• Your goal: Return only the lines starting at the line that contains "The component shall place one marker per instance of the dark" and ending with the final line of the listing; include both endpoints.

• Supplied data:
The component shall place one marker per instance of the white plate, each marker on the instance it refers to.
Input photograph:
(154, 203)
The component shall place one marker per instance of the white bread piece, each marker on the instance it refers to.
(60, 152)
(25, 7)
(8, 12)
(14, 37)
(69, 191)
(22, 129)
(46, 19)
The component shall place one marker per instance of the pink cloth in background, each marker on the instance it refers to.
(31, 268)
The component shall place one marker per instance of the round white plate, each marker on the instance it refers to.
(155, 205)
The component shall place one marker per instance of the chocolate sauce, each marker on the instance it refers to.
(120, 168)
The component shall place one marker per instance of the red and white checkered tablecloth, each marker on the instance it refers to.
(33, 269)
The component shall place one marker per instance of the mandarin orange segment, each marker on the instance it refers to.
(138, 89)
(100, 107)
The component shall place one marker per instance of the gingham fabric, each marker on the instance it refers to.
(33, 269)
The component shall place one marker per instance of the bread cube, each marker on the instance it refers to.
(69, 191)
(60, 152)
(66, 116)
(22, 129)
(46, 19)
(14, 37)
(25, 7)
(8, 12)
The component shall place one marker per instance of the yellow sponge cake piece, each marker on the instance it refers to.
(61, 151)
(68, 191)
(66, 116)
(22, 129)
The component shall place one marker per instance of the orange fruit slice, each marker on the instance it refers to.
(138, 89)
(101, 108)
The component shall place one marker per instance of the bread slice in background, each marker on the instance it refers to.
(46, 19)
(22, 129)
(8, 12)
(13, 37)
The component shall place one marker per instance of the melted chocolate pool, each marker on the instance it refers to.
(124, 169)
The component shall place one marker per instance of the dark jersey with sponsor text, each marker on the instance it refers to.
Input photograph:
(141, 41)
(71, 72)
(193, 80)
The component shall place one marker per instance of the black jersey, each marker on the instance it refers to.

• Response area:
The component shall place one marker per instance of the dark jersey with sponsor text, each marker on the instance it refers to.
Input photograph:
(141, 41)
(71, 72)
(193, 80)
The component shall place one marker per instance of the black jersey, each marker on the instance it refers to.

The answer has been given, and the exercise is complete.